Records provided:

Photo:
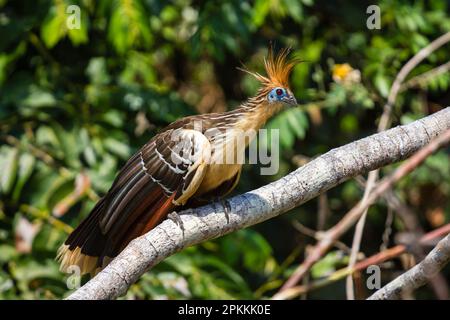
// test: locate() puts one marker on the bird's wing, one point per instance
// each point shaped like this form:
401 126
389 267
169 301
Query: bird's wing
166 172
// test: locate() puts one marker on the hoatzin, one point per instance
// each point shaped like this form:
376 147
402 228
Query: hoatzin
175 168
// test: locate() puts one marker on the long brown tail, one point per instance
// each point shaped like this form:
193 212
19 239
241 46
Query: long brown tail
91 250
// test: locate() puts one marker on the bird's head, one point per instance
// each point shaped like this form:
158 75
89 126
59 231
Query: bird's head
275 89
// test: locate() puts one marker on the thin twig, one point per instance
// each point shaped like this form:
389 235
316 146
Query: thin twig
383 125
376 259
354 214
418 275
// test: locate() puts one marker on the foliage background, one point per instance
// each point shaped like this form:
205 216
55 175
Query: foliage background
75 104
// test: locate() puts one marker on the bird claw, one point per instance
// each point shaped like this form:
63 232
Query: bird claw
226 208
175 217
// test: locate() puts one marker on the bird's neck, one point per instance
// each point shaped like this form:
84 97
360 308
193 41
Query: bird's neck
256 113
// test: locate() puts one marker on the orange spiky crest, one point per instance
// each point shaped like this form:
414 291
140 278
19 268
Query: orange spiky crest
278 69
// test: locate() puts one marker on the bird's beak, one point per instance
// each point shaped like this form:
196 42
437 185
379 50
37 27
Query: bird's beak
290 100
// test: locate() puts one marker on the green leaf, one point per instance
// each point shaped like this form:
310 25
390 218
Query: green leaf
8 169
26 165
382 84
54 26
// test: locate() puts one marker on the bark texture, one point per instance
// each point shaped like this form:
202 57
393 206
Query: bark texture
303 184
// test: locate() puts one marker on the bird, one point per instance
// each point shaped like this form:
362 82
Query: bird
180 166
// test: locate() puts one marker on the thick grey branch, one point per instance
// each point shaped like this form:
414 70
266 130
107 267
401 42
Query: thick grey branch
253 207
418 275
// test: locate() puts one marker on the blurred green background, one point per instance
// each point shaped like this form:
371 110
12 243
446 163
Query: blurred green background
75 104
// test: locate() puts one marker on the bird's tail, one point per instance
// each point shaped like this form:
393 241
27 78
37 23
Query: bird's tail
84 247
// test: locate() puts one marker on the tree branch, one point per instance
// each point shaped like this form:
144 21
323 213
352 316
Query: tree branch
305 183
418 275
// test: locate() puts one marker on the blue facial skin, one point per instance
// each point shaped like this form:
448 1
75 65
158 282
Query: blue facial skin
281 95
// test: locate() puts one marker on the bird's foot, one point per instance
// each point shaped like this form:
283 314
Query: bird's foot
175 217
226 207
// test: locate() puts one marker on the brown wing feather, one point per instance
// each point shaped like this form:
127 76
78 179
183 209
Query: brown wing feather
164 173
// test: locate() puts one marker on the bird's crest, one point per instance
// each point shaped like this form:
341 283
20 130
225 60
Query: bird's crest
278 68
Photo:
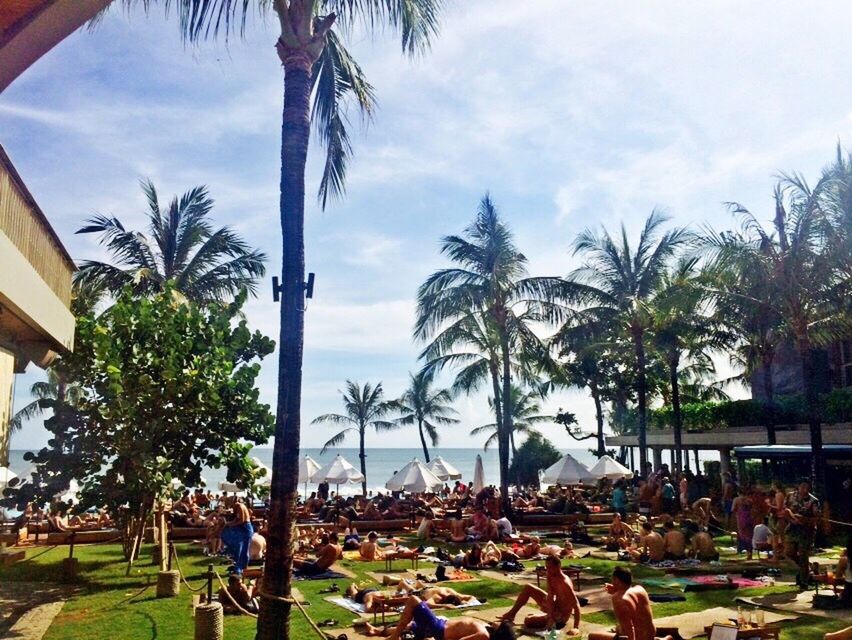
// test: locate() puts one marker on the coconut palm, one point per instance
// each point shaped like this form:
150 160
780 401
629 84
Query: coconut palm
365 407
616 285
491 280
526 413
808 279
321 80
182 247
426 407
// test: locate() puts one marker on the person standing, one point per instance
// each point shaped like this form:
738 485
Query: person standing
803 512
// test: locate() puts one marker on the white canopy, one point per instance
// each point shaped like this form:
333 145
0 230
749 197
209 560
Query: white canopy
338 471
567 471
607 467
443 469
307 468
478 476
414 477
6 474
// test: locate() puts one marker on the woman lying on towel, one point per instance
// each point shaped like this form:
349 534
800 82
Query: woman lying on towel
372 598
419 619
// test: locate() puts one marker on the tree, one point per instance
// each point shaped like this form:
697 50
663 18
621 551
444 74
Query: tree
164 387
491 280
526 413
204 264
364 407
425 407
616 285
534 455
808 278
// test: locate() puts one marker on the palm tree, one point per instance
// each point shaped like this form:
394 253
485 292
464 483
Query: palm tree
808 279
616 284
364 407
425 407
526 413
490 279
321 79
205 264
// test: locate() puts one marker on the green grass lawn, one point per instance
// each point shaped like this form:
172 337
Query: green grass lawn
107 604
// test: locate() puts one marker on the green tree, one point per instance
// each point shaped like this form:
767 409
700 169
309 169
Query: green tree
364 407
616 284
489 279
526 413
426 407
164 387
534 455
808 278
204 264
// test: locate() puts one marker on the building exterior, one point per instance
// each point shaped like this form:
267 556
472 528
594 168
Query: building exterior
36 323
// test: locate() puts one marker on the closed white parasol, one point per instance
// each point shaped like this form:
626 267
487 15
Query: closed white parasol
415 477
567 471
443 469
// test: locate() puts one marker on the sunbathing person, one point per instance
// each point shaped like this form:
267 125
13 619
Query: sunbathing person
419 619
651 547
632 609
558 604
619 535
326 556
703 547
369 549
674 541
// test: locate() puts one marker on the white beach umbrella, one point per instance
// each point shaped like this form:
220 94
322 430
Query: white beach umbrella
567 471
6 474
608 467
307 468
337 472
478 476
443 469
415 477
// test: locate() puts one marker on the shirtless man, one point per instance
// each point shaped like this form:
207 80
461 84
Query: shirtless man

Exercise:
Word for word, restate the records above and drop the pictures.

Response:
Photo:
// test: locate() puts one marker on the bird's wing, one point per instance
// each point shaped like this form:
401 126
389 267
169 301
Query: bird's wing
166 172
// test: locate() puts one marker on the hoatzin, one point per instance
// each point shaped like this form:
376 147
402 228
Query: hoatzin
175 168
// test: locate() puts one marker on the long brown tail, one point per instance
// each point shaped like this form:
193 212
19 239
241 46
Query: long brown tail
91 250
// test: locate() puts one marker on the bird's head, one point per instance
// each point shaped like this form:
158 75
89 126
59 231
Query: bird's head
275 89
// test: locate() puts one marker on the thin twig, one point per instance
// each point shaped like this form:
389 235
316 146
Query: thin twig
383 125
376 259
354 214
418 275
// test: locate() puts one marker on the foliage background, one point per instance
// each point shaped like this form:
205 216
55 175
Query: foliage background
75 104
// test: locate() puts one marker on the bird claw, one point per instance
// each point shaped like this form:
63 232
Query: bird claw
226 208
175 217
// test: locate() puts one marker on the bird's neck, one point per instance
// each point shaped like this form:
84 97
360 308
193 41
Query: bird's neck
256 113
// test: locate() puts one marker on the orange spiky crest, one point per instance
// each point shaped like this form:
414 291
140 278
19 268
Query: orange spiky crest
278 69
// test: locate() puts one marker on the bird's beak, one point per instance
// each point shaped like this form:
196 42
437 185
379 50
37 27
Query: bird's beak
290 100
// test: locate() puts one marker on the green leaf, one point per instance
// each point shaped like this form:
310 25
390 218
Query: green leaf
8 169
26 165
382 84
54 26
// test: locate() puts one marker on the bark texture, one point per instance
// each point shaped like this form:
202 57
393 206
Query: bark texture
303 184
// test: locate() puts one marker on the bird, one point per instance
// each point shaped like this form:
362 82
Query: bird
180 166
// test: locate() puts one marker on the thick grey branch, one point per instance
// each point shaped like this form:
414 70
266 130
107 267
401 42
Query: thick grey branch
253 207
418 275
// test: locate() puts one marker on the blurred green background, one point per instance
// each point shaped like this form:
371 110
12 243
446 163
Query: blurred green background
75 104
// test: locate() puts one marker on the bird's tail, one point per instance
// each point shaped like this form:
393 241
27 78
37 23
Query: bird's tail
84 247
// test: locate() puts one marker on the tree branch, one point per instance
// each point shaped like this form:
144 21
323 213
352 316
Query: tree branch
305 183
418 275
// test: locate() puts one marker on the blue facial skin, one point per instance
// each point shaped like this form:
448 1
75 65
158 282
Query: blue facial skin
281 95
// test: locate() puts one marker on the bird's foot, one point per instance
// each point shaped like this form:
283 314
Query: bird's foot
175 217
226 207
// test: locate() puts one marker on the brown wing feather, one point per instance
// each point shaped like this form:
127 76
78 179
183 209
Query: brown wing feather
164 173
// test: locate() puts one marker on the bird's crest, one point per instance
// each point shaped like this form:
341 283
20 130
225 60
Query: bird's crest
278 68
Photo:
// test: locate() puts one marker on the coconut palm, one point per instance
// each point shaped like this form:
150 160
780 401
629 84
Query: coconut palm
365 407
616 285
491 280
526 413
808 279
321 80
182 247
426 407
// test: locate() puts one marker on the person standing, one point per instance
// each point shaped like this form:
738 485
Query: person standing
803 512
// test: locate() puts one marker on the white canopy, one point per instance
// each point shaped like this form:
333 145
0 230
749 197
209 560
Query: white canopy
338 471
567 471
607 467
443 469
307 468
478 476
414 477
6 474
// test: locate() puts one marker on the woman lying on towel, one point per instance
// each point shaped like this form:
349 534
800 82
Query: woman lying on towel
372 598
419 619
// test: locate() puts one marker on the tree, one point per instance
// each point shaped like this form:
697 50
663 18
621 551
444 74
Query: tree
164 387
491 280
526 413
204 264
364 407
425 407
616 285
534 455
808 278
// test: locate() puts one marker on the palm tree, one point per instance
// each point shaped like this form:
394 253
485 292
464 483
Query: palm tree
808 279
616 284
364 407
425 407
526 413
490 279
321 79
205 264
// test: locate() puts one marker on the green grass lawn, one point per instance
// each point shaped like this form:
172 337
Query: green grass lawn
107 604
// test: locate() puts one marker on the green tree, one point per instance
// each point shaped like this form:
767 409
700 169
309 169
Query: green tree
364 407
616 284
489 279
526 413
426 407
164 387
534 455
808 278
204 264
// test: locate() puts one marker on the building exterior, one point per instance
// each point shaped like this form:
267 556
472 528
594 168
Query: building exterior
36 323
// test: locate() puts one marker on the closed white parasol, one point per instance
// each point shaped like this form:
626 267
487 15
Query: closed white parasol
415 477
567 471
443 469
// test: locate() puts one marker on the sunbathing person, one point per instance
// each point shaped like this form:
267 125
13 619
Query: sunbathing person
419 619
651 547
632 609
558 604
619 535
326 556
703 547
369 549
674 541
// test: locate() puts one marker on the white beach umbrella, one point per instance
// each point shaped like this form:
220 94
322 430
Query: white beach umbrella
567 471
6 474
608 467
307 468
337 472
478 476
443 469
415 477
// test: locate() puts one marker on the shirtless man, one point per instance
// each point shaped like this form:
207 80
461 84
Query: shirtless man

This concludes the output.